- _Extracted entries_
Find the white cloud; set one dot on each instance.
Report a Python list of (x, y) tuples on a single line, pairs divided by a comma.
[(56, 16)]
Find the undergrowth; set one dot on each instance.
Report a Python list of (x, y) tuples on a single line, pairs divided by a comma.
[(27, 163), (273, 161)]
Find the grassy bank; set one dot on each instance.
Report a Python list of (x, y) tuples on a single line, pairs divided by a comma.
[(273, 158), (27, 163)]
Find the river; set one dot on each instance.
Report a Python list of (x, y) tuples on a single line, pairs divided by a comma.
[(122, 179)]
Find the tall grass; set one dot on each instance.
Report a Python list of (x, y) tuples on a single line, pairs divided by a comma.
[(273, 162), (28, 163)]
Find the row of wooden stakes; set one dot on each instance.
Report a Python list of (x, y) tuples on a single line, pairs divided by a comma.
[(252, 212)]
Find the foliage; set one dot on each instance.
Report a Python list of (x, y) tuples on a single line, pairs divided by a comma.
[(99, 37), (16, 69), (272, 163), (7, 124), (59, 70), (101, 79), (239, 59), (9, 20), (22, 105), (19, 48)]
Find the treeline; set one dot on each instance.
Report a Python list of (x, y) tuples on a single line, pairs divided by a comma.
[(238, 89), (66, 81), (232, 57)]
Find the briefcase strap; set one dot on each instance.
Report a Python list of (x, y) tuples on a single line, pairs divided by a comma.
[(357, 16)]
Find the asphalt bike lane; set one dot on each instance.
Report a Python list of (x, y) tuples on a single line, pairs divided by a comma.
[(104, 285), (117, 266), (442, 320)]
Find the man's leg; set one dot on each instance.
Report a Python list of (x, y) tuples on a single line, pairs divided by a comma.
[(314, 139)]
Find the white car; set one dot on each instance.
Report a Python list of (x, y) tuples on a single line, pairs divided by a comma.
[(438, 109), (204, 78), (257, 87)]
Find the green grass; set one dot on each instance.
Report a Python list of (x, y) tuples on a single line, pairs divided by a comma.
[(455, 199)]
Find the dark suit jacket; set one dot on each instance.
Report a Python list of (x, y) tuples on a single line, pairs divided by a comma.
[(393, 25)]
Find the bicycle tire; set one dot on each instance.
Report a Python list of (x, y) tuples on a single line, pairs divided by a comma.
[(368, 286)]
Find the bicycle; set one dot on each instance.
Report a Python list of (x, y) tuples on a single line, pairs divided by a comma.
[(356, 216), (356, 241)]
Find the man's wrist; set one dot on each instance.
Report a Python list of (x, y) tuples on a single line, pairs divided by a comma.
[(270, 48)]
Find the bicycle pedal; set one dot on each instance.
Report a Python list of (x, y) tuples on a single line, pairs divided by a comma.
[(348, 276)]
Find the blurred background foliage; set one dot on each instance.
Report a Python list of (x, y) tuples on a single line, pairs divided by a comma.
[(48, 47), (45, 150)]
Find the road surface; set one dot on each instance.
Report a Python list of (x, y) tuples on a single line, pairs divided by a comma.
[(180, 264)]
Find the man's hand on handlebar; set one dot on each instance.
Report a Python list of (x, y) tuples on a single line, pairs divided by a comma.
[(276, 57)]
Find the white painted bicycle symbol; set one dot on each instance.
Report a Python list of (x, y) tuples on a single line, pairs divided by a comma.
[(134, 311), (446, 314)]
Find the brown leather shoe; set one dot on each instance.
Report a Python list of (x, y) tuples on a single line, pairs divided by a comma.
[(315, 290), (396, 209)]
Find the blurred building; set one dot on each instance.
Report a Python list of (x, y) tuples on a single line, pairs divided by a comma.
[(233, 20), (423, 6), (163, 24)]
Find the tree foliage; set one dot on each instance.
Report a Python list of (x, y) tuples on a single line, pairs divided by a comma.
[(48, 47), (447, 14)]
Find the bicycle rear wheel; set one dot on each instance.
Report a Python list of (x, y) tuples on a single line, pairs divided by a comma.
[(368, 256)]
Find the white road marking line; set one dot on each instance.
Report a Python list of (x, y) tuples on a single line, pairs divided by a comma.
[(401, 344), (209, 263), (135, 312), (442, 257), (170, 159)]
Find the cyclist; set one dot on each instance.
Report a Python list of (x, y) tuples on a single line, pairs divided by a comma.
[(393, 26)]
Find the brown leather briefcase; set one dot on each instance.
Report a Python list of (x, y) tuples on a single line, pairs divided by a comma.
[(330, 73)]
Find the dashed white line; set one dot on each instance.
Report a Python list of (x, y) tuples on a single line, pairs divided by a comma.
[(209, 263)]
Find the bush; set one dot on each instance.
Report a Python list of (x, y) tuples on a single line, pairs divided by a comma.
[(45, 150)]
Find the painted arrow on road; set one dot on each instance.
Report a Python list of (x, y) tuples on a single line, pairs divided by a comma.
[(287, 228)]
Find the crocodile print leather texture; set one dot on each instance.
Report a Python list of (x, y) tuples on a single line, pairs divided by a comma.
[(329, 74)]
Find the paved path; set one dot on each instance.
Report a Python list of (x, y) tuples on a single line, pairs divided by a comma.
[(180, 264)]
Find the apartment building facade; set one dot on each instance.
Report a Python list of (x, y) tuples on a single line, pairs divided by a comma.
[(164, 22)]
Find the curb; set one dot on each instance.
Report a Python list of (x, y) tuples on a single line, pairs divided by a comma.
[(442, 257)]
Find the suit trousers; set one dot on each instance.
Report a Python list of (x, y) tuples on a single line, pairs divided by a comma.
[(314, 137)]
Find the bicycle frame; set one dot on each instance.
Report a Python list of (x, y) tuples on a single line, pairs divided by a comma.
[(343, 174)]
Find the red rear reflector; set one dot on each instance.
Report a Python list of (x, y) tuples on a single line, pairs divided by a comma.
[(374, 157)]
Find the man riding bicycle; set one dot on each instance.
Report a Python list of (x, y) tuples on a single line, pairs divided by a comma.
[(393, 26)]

---

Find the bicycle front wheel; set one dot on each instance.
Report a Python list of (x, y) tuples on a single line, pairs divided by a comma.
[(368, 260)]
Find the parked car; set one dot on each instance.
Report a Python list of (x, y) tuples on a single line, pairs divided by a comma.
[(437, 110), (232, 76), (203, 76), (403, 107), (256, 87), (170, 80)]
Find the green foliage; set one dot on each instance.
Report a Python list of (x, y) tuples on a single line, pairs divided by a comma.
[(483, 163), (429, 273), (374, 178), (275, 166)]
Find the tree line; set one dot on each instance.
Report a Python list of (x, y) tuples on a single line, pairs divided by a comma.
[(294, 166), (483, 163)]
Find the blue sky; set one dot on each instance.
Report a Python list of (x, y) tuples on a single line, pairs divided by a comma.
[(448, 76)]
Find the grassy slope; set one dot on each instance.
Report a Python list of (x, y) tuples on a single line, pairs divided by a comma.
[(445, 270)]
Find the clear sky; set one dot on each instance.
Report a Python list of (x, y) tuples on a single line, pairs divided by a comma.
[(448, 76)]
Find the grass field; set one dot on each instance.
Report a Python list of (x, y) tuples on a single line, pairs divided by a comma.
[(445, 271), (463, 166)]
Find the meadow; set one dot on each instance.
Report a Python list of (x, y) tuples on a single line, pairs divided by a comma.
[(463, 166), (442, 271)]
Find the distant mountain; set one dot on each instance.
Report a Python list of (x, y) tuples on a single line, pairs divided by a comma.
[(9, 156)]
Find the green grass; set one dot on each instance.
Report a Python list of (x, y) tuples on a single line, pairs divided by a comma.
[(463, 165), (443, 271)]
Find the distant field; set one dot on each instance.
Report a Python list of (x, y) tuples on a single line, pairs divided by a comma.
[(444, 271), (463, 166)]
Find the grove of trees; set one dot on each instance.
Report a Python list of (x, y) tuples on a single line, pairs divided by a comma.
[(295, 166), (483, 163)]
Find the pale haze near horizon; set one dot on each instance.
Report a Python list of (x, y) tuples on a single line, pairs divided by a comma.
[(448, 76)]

--

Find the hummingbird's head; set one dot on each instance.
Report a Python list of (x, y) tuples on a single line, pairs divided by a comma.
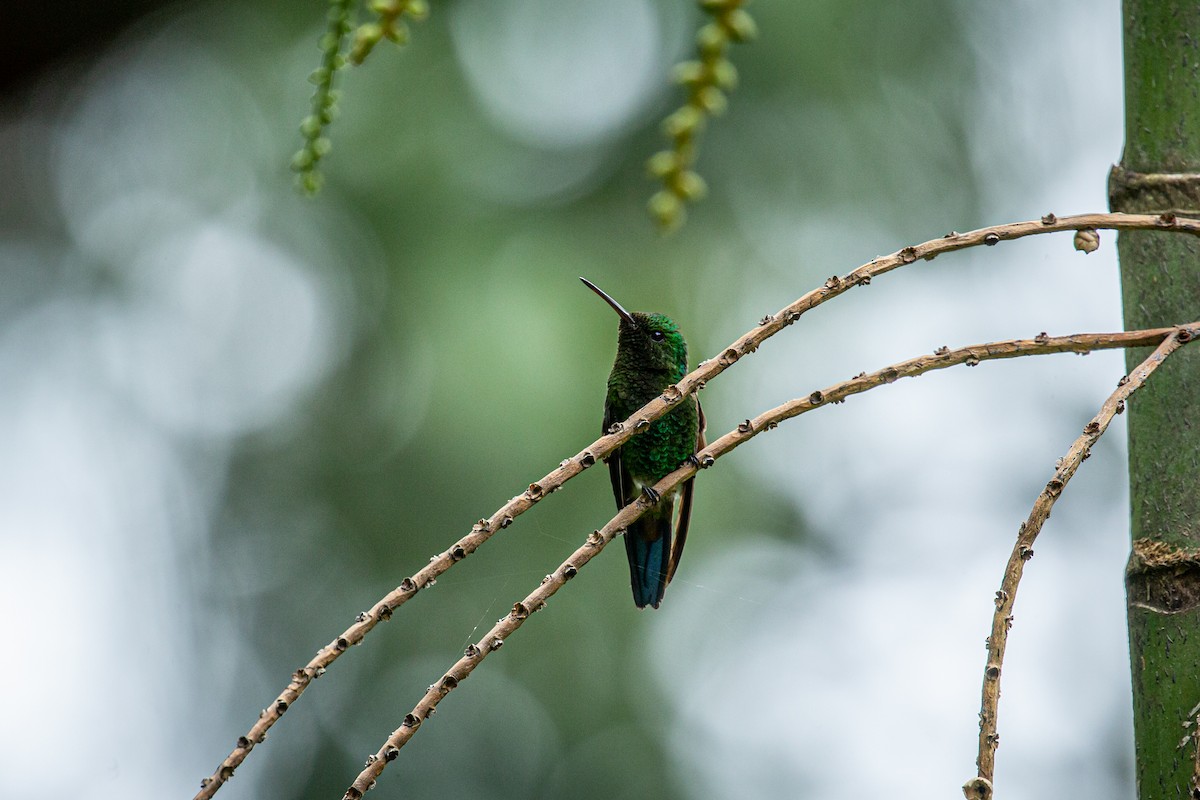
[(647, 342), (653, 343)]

- _Stated task_
Reproduce the listing verbatim, starting at the line that contains "Find the dashed" and stopping after the line that contains "[(329, 74)]".

- _Expected output_
Find the dashed white line; set one dot on each instance.
Report a Python list of (x, y) tuples on a single line, pairs divided by a comma.
[(209, 263)]
Find the bush; set one dot on each instance.
Report a Python list of (x, y) tuples on a single line, pairs divided by a comma.
[(45, 150)]
Find the painted arrow on road; set one dot on each instance.
Report a Python list of (x, y) tuples on a single line, pairs divided by a comma.
[(287, 228)]
Find the crocodile print leather texture; set one dot on each instance.
Report a Python list of (x, y) tuples on a single line, pairs divided by a comma.
[(329, 74)]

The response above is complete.